**DIRECTIONS**
Which lines in the records contain the word "officer" with matching case? Pick out each such line and copy it.

**AVAILABLE DATA**
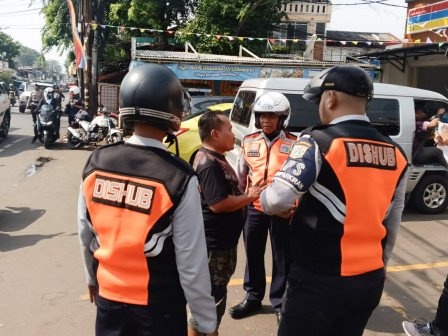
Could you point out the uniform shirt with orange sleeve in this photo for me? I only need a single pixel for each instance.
(298, 176)
(265, 158)
(189, 245)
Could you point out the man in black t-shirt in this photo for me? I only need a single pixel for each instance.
(223, 204)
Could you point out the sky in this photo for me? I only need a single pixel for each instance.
(22, 20)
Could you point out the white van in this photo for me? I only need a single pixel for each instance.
(392, 111)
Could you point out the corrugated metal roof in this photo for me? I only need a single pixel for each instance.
(338, 35)
(172, 56)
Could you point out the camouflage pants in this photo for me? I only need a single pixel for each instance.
(221, 266)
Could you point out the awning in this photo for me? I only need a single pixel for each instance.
(397, 56)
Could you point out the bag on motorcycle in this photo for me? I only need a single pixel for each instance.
(83, 115)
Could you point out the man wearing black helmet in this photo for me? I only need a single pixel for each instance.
(140, 222)
(351, 182)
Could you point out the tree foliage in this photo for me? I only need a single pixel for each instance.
(251, 18)
(27, 56)
(56, 31)
(9, 48)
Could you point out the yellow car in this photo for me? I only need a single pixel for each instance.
(188, 135)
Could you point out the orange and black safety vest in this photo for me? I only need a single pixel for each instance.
(338, 227)
(265, 160)
(131, 193)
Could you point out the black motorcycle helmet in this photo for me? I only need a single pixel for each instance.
(151, 93)
(349, 79)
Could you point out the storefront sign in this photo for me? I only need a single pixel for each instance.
(426, 18)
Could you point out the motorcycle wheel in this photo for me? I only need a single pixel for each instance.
(114, 138)
(47, 141)
(73, 143)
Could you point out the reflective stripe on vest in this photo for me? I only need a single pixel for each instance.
(264, 161)
(368, 172)
(123, 210)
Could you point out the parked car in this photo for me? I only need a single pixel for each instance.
(25, 92)
(5, 112)
(188, 135)
(392, 111)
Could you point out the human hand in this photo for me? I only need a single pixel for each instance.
(93, 292)
(215, 333)
(255, 190)
(287, 214)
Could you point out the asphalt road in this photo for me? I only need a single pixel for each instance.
(42, 286)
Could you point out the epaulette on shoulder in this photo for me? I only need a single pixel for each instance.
(181, 163)
(252, 135)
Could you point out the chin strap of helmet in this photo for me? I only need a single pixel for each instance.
(172, 139)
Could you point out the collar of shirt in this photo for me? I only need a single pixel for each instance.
(147, 142)
(281, 135)
(350, 117)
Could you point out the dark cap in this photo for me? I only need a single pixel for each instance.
(349, 79)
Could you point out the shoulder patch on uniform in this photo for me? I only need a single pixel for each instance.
(285, 148)
(254, 149)
(369, 154)
(299, 149)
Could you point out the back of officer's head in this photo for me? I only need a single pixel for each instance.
(151, 94)
(208, 122)
(339, 91)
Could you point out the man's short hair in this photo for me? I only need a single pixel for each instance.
(208, 122)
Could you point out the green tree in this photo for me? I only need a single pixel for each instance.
(27, 56)
(250, 18)
(9, 48)
(57, 30)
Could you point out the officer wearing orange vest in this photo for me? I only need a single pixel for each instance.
(139, 215)
(263, 154)
(351, 180)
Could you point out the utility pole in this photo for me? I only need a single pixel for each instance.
(87, 70)
(97, 17)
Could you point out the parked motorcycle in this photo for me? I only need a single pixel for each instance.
(47, 125)
(12, 98)
(82, 131)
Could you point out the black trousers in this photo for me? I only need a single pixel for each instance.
(256, 229)
(322, 305)
(440, 324)
(120, 319)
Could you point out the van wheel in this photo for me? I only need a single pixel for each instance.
(431, 194)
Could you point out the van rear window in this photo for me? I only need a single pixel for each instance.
(242, 108)
(384, 114)
(303, 113)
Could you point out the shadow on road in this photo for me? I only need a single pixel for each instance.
(16, 219)
(9, 243)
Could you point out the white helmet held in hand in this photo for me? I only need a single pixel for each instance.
(272, 102)
(48, 93)
(75, 90)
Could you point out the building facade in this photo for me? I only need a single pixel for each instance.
(303, 19)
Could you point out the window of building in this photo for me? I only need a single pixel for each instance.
(242, 108)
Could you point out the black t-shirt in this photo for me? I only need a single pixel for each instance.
(217, 181)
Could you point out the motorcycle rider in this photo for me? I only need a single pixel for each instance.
(12, 94)
(75, 104)
(53, 102)
(35, 97)
(58, 95)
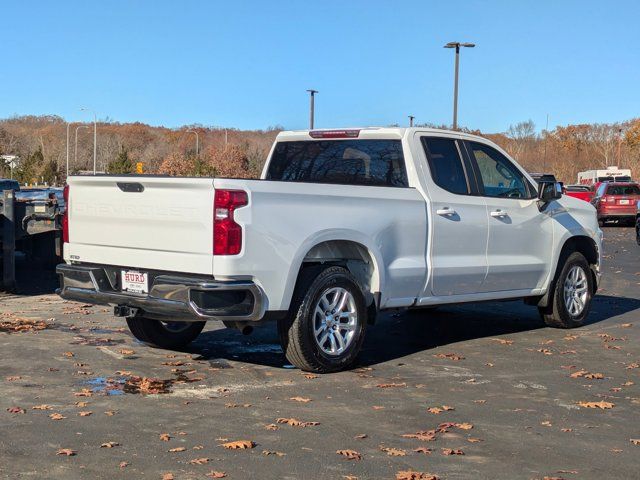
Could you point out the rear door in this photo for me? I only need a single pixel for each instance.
(161, 223)
(459, 220)
(520, 237)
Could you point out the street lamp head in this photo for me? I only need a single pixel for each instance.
(459, 44)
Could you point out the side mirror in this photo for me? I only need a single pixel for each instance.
(549, 189)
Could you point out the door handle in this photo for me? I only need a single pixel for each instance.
(446, 211)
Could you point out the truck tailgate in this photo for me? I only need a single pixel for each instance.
(156, 223)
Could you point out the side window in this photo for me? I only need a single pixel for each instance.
(499, 176)
(445, 164)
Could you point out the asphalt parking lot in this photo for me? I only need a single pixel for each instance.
(466, 392)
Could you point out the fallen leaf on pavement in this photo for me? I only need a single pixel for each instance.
(272, 452)
(349, 454)
(394, 452)
(424, 450)
(300, 399)
(602, 405)
(412, 475)
(450, 356)
(450, 451)
(238, 444)
(294, 422)
(109, 445)
(66, 451)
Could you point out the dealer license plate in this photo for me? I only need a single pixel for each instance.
(135, 282)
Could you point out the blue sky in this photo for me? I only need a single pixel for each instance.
(247, 64)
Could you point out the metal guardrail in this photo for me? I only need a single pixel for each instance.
(8, 241)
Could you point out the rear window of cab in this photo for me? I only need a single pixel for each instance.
(347, 162)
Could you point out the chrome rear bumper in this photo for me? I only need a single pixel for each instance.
(170, 296)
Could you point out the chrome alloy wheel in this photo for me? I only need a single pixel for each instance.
(576, 290)
(335, 320)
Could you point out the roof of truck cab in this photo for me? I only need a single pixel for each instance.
(372, 133)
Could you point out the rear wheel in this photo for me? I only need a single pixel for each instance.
(159, 334)
(572, 294)
(324, 329)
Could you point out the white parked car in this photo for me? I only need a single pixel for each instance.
(342, 224)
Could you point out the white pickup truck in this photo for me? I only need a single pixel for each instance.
(342, 224)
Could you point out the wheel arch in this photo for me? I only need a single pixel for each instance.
(346, 248)
(583, 244)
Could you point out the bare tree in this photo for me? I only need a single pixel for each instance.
(521, 137)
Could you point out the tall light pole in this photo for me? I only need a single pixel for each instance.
(312, 96)
(68, 124)
(197, 141)
(457, 46)
(95, 137)
(75, 151)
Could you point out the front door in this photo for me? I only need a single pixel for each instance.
(457, 250)
(520, 236)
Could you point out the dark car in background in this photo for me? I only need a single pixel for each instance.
(583, 192)
(616, 201)
(8, 184)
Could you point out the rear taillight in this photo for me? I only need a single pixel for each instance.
(65, 216)
(227, 234)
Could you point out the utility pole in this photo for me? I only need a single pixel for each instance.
(546, 135)
(197, 141)
(312, 96)
(95, 137)
(75, 150)
(457, 46)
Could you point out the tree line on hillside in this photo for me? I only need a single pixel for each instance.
(41, 144)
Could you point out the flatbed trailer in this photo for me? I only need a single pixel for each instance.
(32, 227)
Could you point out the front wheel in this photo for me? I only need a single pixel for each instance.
(159, 334)
(572, 294)
(324, 329)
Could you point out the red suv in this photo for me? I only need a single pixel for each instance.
(616, 201)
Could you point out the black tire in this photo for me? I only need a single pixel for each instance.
(160, 335)
(557, 314)
(296, 330)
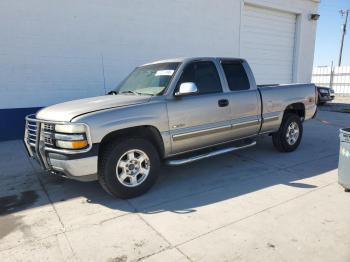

**ANSWER TO THE PROBLEM**
Could you point out the back of officer's head in this photo for me? I only need a single pixel for each instance.
Could you point out the officer wearing orange vest in this photo for me? I only need a single pixel for each instance.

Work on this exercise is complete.